PROBLEM TO SOLVE: From the line containing "Identify the dark gray" through the last line of the entries below, repeat each line word for word and leave out the rest.

DATA LINES:
◆ ◆ ◆ ◆ ◆ ◆ ◆

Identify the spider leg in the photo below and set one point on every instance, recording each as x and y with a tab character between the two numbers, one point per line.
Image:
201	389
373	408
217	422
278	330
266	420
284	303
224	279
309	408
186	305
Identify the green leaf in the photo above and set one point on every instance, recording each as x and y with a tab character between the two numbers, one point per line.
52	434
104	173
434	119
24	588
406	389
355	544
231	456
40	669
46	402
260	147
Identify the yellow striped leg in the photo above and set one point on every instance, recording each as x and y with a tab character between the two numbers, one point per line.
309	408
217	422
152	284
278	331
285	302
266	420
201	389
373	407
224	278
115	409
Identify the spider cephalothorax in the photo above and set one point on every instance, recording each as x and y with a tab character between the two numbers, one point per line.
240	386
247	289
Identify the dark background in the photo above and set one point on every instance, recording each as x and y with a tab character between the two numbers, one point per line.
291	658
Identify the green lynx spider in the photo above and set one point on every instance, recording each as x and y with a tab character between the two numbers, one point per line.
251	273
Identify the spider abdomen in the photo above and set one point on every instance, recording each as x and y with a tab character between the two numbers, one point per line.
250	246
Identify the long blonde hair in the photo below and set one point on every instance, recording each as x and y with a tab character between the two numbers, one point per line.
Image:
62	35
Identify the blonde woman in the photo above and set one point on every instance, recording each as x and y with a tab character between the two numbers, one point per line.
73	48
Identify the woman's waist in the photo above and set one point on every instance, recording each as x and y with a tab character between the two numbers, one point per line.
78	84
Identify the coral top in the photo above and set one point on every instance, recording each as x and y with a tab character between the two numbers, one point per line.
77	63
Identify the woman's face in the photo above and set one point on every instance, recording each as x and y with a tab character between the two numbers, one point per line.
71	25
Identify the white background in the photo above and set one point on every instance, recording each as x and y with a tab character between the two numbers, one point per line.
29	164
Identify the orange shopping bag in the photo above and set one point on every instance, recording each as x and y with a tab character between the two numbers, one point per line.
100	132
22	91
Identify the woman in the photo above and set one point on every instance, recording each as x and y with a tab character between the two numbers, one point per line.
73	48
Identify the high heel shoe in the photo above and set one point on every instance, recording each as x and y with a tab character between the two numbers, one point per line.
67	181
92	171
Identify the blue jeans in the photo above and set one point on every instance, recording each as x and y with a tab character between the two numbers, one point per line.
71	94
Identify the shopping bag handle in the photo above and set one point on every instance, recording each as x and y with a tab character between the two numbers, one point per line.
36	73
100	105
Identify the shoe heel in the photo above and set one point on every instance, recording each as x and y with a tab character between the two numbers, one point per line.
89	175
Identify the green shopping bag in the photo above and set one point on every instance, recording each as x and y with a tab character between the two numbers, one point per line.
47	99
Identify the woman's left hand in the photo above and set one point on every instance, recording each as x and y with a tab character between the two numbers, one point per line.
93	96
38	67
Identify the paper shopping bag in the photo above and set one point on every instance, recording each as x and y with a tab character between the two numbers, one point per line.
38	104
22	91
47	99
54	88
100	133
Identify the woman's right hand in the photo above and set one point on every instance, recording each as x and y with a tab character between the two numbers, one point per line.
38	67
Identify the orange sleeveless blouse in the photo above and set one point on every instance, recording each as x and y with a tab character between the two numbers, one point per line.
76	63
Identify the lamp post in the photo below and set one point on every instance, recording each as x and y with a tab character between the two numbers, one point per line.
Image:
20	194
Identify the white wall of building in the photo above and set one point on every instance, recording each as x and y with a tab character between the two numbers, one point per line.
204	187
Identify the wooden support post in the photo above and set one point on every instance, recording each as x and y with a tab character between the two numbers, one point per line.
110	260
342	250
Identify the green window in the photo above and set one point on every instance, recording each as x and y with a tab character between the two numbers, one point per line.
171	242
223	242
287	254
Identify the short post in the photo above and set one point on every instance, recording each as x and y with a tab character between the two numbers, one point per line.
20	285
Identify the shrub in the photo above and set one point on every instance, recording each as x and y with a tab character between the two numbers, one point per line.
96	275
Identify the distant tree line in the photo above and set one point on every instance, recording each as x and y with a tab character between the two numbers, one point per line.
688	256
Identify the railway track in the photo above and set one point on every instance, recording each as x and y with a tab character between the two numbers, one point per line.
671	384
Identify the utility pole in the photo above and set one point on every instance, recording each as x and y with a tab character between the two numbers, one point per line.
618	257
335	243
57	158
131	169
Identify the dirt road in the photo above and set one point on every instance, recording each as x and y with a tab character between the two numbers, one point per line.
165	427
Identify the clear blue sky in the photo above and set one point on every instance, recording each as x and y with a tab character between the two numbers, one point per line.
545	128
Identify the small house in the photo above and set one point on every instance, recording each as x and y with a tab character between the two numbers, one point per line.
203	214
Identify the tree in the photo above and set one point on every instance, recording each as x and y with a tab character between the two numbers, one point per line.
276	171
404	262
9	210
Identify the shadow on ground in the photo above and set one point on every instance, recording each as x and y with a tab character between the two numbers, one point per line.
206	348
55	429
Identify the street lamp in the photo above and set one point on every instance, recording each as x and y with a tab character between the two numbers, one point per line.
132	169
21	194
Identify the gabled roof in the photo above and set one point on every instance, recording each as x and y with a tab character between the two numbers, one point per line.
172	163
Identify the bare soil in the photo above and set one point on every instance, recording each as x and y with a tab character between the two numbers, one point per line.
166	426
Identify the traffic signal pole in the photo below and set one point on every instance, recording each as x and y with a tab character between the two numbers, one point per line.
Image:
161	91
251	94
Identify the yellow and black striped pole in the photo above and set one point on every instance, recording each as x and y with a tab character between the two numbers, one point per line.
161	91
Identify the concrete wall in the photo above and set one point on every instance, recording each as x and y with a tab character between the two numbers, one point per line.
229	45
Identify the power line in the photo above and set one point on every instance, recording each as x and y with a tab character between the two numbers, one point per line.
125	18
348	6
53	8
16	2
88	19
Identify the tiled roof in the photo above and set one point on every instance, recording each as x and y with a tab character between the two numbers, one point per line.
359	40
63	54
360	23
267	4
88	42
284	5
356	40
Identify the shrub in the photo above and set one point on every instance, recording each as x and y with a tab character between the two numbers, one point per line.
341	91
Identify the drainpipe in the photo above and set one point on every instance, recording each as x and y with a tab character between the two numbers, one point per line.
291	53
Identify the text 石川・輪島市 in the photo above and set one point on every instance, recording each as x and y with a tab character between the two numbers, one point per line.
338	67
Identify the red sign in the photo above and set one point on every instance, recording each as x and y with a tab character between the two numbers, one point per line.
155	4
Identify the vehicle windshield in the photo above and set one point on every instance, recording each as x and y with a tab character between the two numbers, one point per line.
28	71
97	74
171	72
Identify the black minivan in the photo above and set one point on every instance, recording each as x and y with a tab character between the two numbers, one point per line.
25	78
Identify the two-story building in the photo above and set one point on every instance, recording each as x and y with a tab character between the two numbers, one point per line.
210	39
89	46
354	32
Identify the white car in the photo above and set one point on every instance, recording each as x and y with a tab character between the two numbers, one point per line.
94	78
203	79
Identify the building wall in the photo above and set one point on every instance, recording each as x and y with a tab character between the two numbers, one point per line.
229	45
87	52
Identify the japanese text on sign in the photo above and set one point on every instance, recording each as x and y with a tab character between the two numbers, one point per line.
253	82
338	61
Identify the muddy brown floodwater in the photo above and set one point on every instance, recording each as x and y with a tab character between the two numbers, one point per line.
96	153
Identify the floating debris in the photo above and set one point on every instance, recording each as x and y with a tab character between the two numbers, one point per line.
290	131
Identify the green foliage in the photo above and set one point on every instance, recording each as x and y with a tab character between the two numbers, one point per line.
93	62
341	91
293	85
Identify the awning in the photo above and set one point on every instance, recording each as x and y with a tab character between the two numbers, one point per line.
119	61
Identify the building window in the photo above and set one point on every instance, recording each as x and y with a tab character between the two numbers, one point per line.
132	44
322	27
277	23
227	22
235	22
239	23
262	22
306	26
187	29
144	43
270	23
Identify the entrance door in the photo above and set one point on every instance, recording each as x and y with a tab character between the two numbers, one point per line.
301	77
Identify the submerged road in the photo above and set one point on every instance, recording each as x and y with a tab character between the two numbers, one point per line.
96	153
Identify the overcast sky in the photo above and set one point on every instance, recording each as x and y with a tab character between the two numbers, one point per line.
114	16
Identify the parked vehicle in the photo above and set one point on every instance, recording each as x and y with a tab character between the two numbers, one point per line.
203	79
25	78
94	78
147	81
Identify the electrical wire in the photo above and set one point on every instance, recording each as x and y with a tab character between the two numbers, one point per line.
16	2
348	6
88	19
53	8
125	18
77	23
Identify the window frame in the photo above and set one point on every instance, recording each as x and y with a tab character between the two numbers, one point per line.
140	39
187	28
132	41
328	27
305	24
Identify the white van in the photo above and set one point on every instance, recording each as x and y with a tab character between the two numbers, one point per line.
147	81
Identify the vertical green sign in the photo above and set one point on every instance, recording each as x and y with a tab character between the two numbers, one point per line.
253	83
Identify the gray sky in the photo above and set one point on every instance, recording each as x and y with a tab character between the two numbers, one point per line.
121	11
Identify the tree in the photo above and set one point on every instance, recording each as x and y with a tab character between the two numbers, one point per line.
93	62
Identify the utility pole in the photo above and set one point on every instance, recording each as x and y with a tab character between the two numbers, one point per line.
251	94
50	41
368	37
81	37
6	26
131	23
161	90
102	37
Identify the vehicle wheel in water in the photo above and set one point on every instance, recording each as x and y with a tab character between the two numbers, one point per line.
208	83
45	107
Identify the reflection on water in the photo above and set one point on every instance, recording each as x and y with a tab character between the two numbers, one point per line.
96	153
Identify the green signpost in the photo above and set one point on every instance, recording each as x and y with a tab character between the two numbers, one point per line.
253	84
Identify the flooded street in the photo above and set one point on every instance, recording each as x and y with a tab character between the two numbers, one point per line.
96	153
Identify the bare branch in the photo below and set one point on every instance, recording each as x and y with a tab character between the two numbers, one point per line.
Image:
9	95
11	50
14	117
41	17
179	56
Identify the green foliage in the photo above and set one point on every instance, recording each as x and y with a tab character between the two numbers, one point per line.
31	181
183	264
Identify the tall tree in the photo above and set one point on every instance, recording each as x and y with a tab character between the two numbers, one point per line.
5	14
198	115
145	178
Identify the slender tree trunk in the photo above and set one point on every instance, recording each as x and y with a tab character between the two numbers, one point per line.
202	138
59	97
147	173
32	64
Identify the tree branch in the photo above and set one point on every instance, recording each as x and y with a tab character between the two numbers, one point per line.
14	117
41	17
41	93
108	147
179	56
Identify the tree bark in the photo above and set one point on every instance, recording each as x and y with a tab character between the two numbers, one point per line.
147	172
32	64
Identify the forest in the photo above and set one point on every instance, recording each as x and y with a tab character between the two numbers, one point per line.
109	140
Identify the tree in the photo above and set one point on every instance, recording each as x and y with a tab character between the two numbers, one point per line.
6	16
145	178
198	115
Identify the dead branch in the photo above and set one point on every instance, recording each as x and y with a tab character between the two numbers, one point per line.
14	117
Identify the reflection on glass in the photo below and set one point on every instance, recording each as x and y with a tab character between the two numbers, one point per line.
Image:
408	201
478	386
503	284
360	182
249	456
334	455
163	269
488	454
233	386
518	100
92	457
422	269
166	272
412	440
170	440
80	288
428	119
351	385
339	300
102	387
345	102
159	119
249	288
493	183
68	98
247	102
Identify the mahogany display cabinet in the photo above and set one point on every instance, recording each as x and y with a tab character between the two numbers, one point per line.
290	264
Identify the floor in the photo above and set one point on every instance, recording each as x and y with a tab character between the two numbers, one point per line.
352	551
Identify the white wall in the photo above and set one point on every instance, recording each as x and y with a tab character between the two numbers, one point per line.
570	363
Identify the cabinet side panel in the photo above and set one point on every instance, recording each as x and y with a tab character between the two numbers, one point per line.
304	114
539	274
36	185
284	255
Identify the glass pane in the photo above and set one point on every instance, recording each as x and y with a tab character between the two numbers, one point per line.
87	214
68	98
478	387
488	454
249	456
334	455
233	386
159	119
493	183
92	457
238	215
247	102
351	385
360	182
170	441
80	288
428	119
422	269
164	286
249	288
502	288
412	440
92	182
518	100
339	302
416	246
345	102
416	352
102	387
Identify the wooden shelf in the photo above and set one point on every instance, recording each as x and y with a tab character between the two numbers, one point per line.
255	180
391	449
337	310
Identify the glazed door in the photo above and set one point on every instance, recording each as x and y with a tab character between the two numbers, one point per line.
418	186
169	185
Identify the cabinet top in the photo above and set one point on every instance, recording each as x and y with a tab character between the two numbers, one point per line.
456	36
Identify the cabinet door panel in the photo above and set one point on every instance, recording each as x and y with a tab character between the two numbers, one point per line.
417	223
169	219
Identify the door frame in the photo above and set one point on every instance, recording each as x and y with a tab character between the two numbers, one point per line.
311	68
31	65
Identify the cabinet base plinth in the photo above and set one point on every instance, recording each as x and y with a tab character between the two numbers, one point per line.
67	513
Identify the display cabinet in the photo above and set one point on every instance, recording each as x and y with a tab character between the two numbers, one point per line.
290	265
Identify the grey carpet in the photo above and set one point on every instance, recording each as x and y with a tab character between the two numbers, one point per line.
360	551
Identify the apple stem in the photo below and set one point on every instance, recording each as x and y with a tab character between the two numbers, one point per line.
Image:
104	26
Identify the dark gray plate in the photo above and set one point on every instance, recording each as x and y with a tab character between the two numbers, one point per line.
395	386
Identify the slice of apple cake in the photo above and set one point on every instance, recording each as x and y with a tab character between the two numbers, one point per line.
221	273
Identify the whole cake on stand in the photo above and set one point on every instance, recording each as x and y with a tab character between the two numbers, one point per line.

◆ ◆ ◆ ◆ ◆ ◆ ◆

THE REPLY:
Identify the dark gray plate in the photo above and set one point on every instance, recording each as x and y with a tab character between the two numbers, one point per line.
395	386
Identify the slice of apple cake in the photo above and set one point on every instance, recording each as x and y with a tab character between the two numbers, one point per line.
221	273
Identify the whole cake on stand in the photo above and set one point on every instance, recording each as x and y with a tab character between the two numbers, one point per line.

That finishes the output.